BRIEF: Identify each line of the entries below that contains the string "alligator" and copy those lines, treating uppercase and lowercase as different.

>>>

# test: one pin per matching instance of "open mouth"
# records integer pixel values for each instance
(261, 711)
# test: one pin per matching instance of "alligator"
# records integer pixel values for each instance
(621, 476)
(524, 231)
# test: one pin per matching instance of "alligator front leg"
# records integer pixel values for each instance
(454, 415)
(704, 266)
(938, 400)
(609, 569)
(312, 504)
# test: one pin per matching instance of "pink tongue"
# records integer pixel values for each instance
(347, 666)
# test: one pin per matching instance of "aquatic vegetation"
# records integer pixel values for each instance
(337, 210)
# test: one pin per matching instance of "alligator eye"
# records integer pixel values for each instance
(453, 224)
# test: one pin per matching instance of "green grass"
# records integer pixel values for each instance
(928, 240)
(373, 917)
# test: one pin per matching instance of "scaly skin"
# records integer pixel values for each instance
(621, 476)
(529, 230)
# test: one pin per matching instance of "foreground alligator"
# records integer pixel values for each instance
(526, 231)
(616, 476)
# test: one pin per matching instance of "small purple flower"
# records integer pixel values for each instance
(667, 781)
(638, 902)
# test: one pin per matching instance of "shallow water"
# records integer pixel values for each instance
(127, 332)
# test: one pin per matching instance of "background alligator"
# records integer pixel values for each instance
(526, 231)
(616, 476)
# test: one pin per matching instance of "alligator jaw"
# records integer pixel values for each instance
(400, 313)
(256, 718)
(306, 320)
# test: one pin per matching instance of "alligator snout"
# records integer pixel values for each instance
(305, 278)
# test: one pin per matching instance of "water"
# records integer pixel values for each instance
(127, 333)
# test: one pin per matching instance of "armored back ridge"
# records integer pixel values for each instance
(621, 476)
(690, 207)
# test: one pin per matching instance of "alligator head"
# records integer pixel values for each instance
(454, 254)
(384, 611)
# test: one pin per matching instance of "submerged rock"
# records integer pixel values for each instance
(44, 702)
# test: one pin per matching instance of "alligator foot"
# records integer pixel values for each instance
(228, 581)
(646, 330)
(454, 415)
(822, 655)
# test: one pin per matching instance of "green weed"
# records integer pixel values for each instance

<<<

CORRECT OUTPUT:
# test: one pin per matching instance of "alligator"
# test: one pin per matching instance of "alligator front leg"
# test: one pin per matching instance of "alligator eye"
# test: one pin per matching instance of "foreground alligator"
# test: one pin per matching instance of "background alligator"
# test: one pin per matching instance of "alligator jaw"
# test: one pin per matching instance of "alligator snout"
# test: one pin per matching instance of "alligator head"
# test: one pin per matching instance of "alligator foot"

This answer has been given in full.